*About this task*
Across the whole listing, copy out every line that includes the string "query".

:: Exercise inputs

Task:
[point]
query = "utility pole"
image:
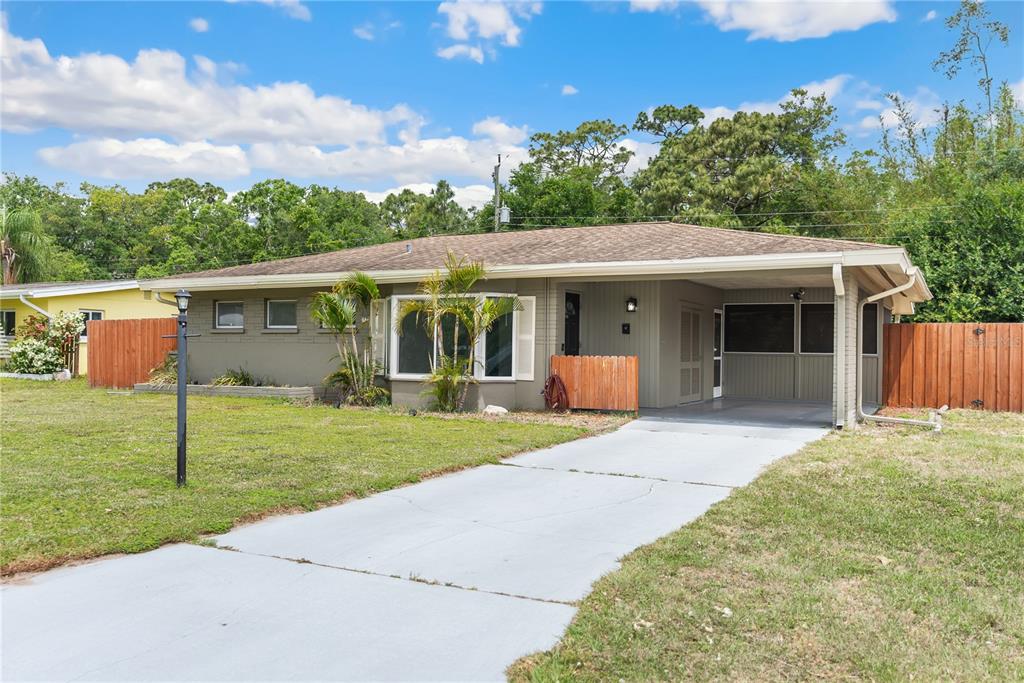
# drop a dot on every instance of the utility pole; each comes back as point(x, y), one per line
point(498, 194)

::::
:: Exercise inputs

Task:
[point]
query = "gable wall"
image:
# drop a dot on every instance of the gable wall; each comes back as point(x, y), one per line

::::

*Answer for this exercise*
query = "utility pole"
query = "gable wall"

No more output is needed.